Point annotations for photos

---------------

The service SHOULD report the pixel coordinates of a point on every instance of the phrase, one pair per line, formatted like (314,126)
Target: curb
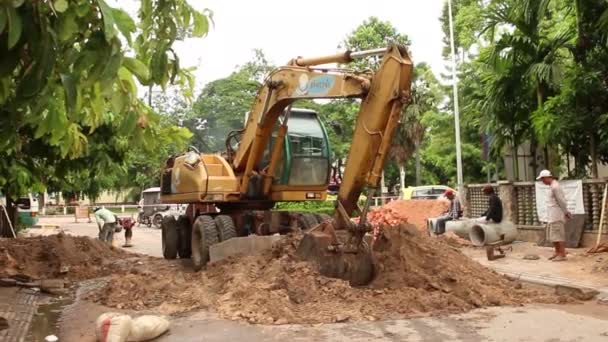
(553,282)
(46,226)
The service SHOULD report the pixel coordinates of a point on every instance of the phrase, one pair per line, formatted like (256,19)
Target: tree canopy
(70,115)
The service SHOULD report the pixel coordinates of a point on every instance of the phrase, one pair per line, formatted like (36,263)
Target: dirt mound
(56,256)
(416,275)
(415,212)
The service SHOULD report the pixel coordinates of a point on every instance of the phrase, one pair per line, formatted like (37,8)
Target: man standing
(106,222)
(494,212)
(557,213)
(454,212)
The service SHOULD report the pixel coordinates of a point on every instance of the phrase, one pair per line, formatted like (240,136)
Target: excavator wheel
(225,227)
(356,265)
(184,230)
(169,237)
(322,217)
(204,234)
(307,221)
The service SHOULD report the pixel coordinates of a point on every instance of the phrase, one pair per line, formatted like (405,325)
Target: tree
(223,103)
(68,86)
(373,33)
(426,95)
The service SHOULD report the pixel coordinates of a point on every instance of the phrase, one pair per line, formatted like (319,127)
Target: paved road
(588,322)
(145,240)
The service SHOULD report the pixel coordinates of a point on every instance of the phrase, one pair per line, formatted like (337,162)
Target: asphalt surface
(555,323)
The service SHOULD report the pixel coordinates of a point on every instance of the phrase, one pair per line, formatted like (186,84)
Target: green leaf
(8,62)
(83,9)
(201,24)
(68,27)
(14,27)
(60,5)
(139,69)
(125,24)
(126,80)
(119,101)
(108,20)
(71,93)
(3,17)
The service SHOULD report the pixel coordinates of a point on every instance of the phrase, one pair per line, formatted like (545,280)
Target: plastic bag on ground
(145,328)
(112,327)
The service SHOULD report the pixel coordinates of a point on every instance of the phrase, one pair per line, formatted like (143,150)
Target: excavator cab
(305,160)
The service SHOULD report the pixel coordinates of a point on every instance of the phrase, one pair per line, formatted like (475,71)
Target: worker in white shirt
(106,222)
(557,214)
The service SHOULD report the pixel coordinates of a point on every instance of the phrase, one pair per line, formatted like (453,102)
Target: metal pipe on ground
(482,234)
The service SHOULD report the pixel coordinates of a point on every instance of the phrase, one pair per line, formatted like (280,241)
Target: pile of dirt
(415,212)
(57,256)
(416,275)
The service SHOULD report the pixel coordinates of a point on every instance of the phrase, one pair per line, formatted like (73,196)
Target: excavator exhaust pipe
(336,261)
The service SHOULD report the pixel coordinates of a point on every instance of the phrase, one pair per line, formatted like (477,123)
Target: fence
(519,202)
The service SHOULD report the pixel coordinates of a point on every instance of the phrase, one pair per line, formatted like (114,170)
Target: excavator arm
(383,94)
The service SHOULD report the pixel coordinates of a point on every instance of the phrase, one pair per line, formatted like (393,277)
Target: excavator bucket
(337,259)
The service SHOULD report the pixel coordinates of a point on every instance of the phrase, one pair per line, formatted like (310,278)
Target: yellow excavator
(283,155)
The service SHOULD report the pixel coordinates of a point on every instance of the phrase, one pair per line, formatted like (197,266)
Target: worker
(106,230)
(557,213)
(494,212)
(454,212)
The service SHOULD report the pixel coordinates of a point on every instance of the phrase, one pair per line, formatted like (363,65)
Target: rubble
(415,212)
(416,275)
(56,256)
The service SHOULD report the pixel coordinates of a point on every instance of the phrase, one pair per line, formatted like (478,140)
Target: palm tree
(426,94)
(530,55)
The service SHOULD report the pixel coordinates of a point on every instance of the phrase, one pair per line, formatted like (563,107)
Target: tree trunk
(515,161)
(418,180)
(533,152)
(402,176)
(5,227)
(593,147)
(41,202)
(382,186)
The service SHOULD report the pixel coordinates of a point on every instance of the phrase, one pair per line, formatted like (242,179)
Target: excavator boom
(245,182)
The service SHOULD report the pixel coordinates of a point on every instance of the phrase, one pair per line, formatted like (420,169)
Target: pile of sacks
(117,327)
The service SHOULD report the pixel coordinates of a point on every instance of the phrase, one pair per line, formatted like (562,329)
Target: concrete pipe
(482,234)
(431,225)
(459,227)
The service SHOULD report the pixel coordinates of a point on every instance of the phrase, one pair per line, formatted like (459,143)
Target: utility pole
(456,111)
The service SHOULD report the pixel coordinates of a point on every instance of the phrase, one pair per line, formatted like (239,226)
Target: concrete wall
(536,235)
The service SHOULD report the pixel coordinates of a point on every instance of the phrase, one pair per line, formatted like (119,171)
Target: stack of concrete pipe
(480,233)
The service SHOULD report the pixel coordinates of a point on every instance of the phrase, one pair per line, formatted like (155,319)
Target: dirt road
(583,322)
(588,322)
(145,240)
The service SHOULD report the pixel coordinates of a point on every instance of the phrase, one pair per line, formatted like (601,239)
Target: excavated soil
(57,256)
(415,212)
(416,275)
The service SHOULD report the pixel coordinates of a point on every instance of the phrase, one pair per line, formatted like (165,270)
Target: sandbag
(112,327)
(145,328)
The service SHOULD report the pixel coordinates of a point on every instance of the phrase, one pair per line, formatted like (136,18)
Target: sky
(288,28)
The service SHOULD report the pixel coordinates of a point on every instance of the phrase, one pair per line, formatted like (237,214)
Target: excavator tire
(357,268)
(307,221)
(204,234)
(169,237)
(322,217)
(225,227)
(184,229)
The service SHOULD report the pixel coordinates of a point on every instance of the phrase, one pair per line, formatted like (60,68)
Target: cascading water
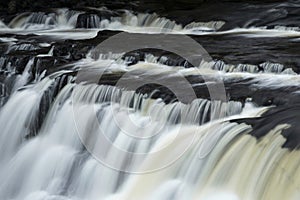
(63,138)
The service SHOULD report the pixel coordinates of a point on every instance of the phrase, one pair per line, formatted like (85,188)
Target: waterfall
(214,158)
(77,124)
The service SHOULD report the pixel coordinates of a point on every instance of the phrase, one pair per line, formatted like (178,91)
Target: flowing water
(65,139)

---------------

Task prompt
Reproduce the entire listing above, swapping each "pixel coordinates" for "image coordinates" and keeping every other word unchanged. Leave out the pictures.

Response
The service SHOULD report the image coordinates of a point on every instance of the phrase, one pair per line, formatted like (314,126)
Target: curb
(553,282)
(46,226)
The service SHOULD report the image coordinates of a point on every instance of the phrase, one pair per line, formatted like (256,19)
Target: tree canopy
(70,115)
The service SHOULD report the image coordinates of a point on every instance of the phrase, one pair per line, formatted like (36,263)
Target: dirt mound
(56,256)
(416,275)
(415,212)
The service SHOULD report the image coordinates of a point on every instance of the phrase, one pair per line, formatted like (37,8)
Target: man standing
(106,222)
(494,212)
(557,213)
(454,212)
The service SHOULD report the image coordinates of a point on every instance of the phrase, one pair per line, formatted like (240,136)
Target: excavator wheel
(225,227)
(356,265)
(184,230)
(169,237)
(322,217)
(204,234)
(307,221)
The service SHOULD report the image coordinates of a point on every instance of the phrase, one pair per line, formatted like (405,325)
Target: tree
(223,103)
(68,86)
(373,33)
(426,95)
The service SHOULD report the image coordinates of a point on every instance of the phrase, one pair per line, formatted like (319,127)
Target: paved road
(588,322)
(145,240)
The service SHOULD report the image coordinates of a point on every instance of the phrase, one pair per line, formatted like (337,162)
Target: asphalt surface
(555,323)
The service SHOULD report the image coordinates of a point on every instance of the phrase, one pair per line, formatted like (186,84)
Target: green leaf
(8,62)
(83,9)
(201,24)
(68,27)
(14,27)
(60,5)
(139,69)
(125,24)
(126,80)
(119,101)
(108,20)
(71,93)
(3,17)
The service SHOULD report the image coordinates of a point on every instance of the phrase, one pair per line, formatted like (545,280)
Target: plastic bag on ground
(145,328)
(112,327)
The service SHOULD report the image coordinates of a point on every instance of the phrase, one pair per line, formatted like (143,150)
Target: excavator cab
(305,160)
The service SHOULD report the image coordinates of a point on every instance of the phrase, one pair per line, formatted like (475,71)
Target: worker in white shirt
(106,222)
(557,214)
The service SHOULD report the image coordinates of a point on every instance of the phrase, one pair per line, formatted like (453,102)
Target: metal pipe on ground
(482,234)
The service SHOULD report the image coordinates of a point on every instance of the phrase, one pair per line, formatted like (280,241)
Target: pile of dirt
(415,212)
(57,256)
(416,275)
The service SHOULD report the image coordinates of a point on every instance of the phrase, one pair per line, formatted like (73,196)
Target: excavator exhaust pipe
(336,261)
The service SHOULD report the image coordinates of a point on every instance of the phrase, one pair per line, formatted like (477,123)
Target: fence
(519,202)
The service SHOULD report the image coordinates of a point on every instance of the phrase, one pair per line, formatted like (114,170)
Target: excavator arm
(383,94)
The service SHOULD report the image coordinates of a point on every instance of the phrase, one pair per line, formatted like (393,277)
Target: excavator bucket
(337,259)
The service SHOULD report the image coordinates of a point on every instance of the phrase, one pair per line, formatted like (310,278)
Target: yellow excavator
(283,155)
The service SHOULD report the image coordinates of a point on every instance of the phrase, one pair per line, formatted like (197,266)
Target: worker
(106,230)
(557,213)
(494,212)
(454,212)
The service SHOULD report the image coordinates of a point on every instance of the phrase, one pair per line, formatted like (363,65)
Target: rubble
(415,212)
(416,275)
(56,256)
The service SHOULD report the image coordinates of a point on every instance of the phrase, one pair per line, formatted like (478,140)
Target: palm tree
(426,94)
(530,55)
The service SHOULD report the image coordinates of a point on every instance of the phrase, one pair per line, formatted like (563,107)
Target: tree trunk
(515,161)
(418,180)
(533,152)
(402,176)
(5,227)
(593,147)
(41,202)
(382,186)
The service SHOULD report the image coordinates of a point on every instance of the phrase, one pair per line, formatted like (242,179)
Target: excavator boom
(245,182)
The service SHOULD report the image coordinates of a point on every instance of the phrase, one pair per line, formatted like (420,169)
Target: pile of sacks
(117,327)
The service SHOULD report the image coordinates of a point on every instance of the phrase, one pair per line, formatted like (562,329)
Target: concrete pipe
(482,234)
(431,225)
(459,227)
The service SHOULD report the image coordinates of a point on every instance of the phrase, one pair per line, formatted like (459,143)
Target: utility pole
(456,111)
The service SHOULD report the image coordinates of a point on every instance of the phrase, one pair per line, formatted like (239,226)
Target: concrete wall
(536,235)
The service SHOULD report the image coordinates of a point on every instance of the phrase, one pair per line, formatted like (119,171)
Target: stack of concrete pipe
(480,233)
The service SHOULD report the image coordinates of a point on every instance of the phrase, one pair per line, formatted like (155,319)
Target: dirt road
(583,322)
(588,322)
(145,240)
The service SHOULD report the image coordinates of a point on every instance of the phrase, one pair per line, formatted like (601,239)
Target: excavated soil
(57,256)
(415,212)
(416,275)
The service SHOULD report the image coordinates of a point on every instance of the phrase, one pair per line, formatted like (165,270)
Target: sandbag
(112,327)
(145,328)
The service SHOULD report the image coordinates of a point on every instance of the phrase, one pair per line, formatted like (136,18)
Target: sky
(288,28)
The service SHOULD report the image coordinates of a point on every instance of the phrase, one pair per line, formatted like (237,214)
Target: excavator tire
(357,268)
(307,221)
(204,234)
(169,237)
(322,217)
(225,227)
(184,229)
The service SHOULD report the image coordinates of a point on every instance of the phrase, one pair per line, formatted like (60,68)
Target: cascading water
(63,138)
The service SHOULD report the image coordinates of a point on every instance of the phrase, one pair per line, formatted like (85,188)
Target: waterfall
(214,158)
(77,124)
The service SHOULD report the image coordinates of a point on every instance of the phrase, one pair per line, formatted like (178,91)
Target: flowing water
(65,139)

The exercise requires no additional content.